* ACTIVITY 1
Could you quote the article on France, Germany and the euro word for word, starting at the words "France and Germany: an" and stopping after "Central Bank (ECB)."?
* ACTIVITY 2
What comes next in the article on France, Germany and the euro? Continue it from its last sentence.

* SOURCE PASSAGE
Content starts
France and Germany: an unstoppable force meets an immovable object
It was supposed to be an evening for celebrating Jean-Claude Trichet's nine years at the helm of the European Central Bank (ECB).

France is very worried about the possibility of an involuntary haircut and a
'credit event' that will see its banks pushed to the limit of credit-worthiness
By Bruno Waterfield
www.telegraph.co.uk
11:00PM BST 22 Oct 2011
But as the orchestra played Beethoven's Ode to Joy in Frankfurt's Alte Oper, the city's concert hall, on Wednesday evening, the masterplan to rescue Europe's single currency was beginning to unravel. Europe's big test was about to become a whole lot more difficult.
Earlier the same afternoon, EU officials were confident that deep rifts between France and Germany on how best to save the euro could be patched under the warm glow of European unity. The day before, Nicolas Sarkozy, the French President, had warned that the divisions risked both "the destruction of the euro" and "the destruction of Europe". Looking sombre, President Sarkozy assured French MPs that he would be on a plane to Frankfurt to patch up a deal on increasing the "firepower" of the eurozone's European Financial Stability Facility (EFSF) bailout fund, currently worth €440bn.
Fate was to intervene when Mr Sarkozy's wife Carla Bruni entered Paris's La Muette clinic to give birth to their daughter, Giulia, on Wednesday afternoon. "That's it the meeting's off, Sarkozy can't miss their first child being born," despaired one EU aide in Brussels. But these are truly desperate times and the world of officialdom was to be proved wrong.
Content ends
* STORED DATA
Content starts
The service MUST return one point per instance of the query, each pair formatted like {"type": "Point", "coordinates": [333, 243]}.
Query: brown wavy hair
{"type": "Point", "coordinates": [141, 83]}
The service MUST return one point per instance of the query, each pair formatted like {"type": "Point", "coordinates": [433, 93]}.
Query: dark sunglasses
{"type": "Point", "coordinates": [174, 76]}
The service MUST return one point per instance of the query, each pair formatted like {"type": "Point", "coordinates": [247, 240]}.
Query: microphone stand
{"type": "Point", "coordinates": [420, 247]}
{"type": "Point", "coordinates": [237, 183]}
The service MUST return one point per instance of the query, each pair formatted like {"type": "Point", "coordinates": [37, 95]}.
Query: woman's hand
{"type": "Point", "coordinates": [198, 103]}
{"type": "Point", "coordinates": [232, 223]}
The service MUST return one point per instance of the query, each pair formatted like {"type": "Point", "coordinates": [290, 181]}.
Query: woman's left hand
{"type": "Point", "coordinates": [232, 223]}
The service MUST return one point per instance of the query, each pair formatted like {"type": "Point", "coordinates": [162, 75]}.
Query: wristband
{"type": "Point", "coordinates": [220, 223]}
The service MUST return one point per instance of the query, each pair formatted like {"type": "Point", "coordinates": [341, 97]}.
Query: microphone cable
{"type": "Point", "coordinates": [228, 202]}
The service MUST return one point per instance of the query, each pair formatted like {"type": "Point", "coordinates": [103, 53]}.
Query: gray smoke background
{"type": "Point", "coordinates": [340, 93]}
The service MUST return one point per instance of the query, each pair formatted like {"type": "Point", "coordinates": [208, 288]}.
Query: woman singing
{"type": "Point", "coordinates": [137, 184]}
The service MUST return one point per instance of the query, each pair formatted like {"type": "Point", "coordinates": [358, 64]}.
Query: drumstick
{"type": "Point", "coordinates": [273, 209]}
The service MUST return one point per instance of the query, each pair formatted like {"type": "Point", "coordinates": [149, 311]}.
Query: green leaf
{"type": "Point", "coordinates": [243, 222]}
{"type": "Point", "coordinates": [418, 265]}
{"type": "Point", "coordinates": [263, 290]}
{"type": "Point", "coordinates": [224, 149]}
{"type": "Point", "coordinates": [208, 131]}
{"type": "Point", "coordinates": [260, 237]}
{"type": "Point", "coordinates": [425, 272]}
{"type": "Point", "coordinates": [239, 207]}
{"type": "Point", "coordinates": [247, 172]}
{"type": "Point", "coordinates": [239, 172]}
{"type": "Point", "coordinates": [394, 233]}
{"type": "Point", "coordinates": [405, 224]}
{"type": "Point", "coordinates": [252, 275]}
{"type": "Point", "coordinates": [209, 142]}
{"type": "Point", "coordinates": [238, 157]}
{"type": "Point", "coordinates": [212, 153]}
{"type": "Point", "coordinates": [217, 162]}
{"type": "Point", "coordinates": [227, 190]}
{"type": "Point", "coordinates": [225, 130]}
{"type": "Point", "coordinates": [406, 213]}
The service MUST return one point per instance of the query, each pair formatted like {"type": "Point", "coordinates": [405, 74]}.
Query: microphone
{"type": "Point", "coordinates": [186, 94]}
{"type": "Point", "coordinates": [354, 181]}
Content ends
* RESPONSE BOX 1
France and Germany: an unstoppable force meets an immovable object
It was supposed to be an evening for celebrating Jean-Claude Trichet's nine years at the helm of the European Central Bank (ECB).

* RESPONSE BOX 2
So acute was the split between France and Germany and so fragile the prospect of putting together a "big bang" fix for the euro in time for this weekend that Sarkozy abandoned his wife in the throes of labour to travel to Frankfurt. His urgent mission was to win over Angela Merkel, the German Chancellor, to supporting a French plan to "leverage" the EFSF by allowing it access to the theoretically unlimited funds of the ECB. Only by "backstopping" the EFSF with the ECB, he argued, could the eurozone deliver a "shock and awe" multi-trillion fund that could convince the markets with a pot big enough to recapitalise banks and to buy up distressed Spanish and Italian bonds. Naturally, "leveraging" the ECB also had the attraction of taking the heat off France's national budget, sparing the country's under-pressure AAA rating in the last critical six months before too-close-to-call presidential elections.
Sarkozy's dash from the maternity clinic was in vain. "Nein, nein, nein," was the answer from Merkel, with the support of Trichet, the French ECB chief. Europe's central bank could not be used to boost the EFSF because of a 20-year EU treaty clause forbidding the union from using its cash to save European governments. Unlike the EFSF, an ad hoc inter-governmental "special purpose vehicle" based in Luxembourg, the ECB is governed by the detailed chapter and verse of European law. "If the ECB could act like a national central bank that would make life a hell of lot easier, problem solved, but that runs up against the treaties and Germany's cult of the Bundesbank. Sarkozy was told 'game over'," said a senior EU diplomat.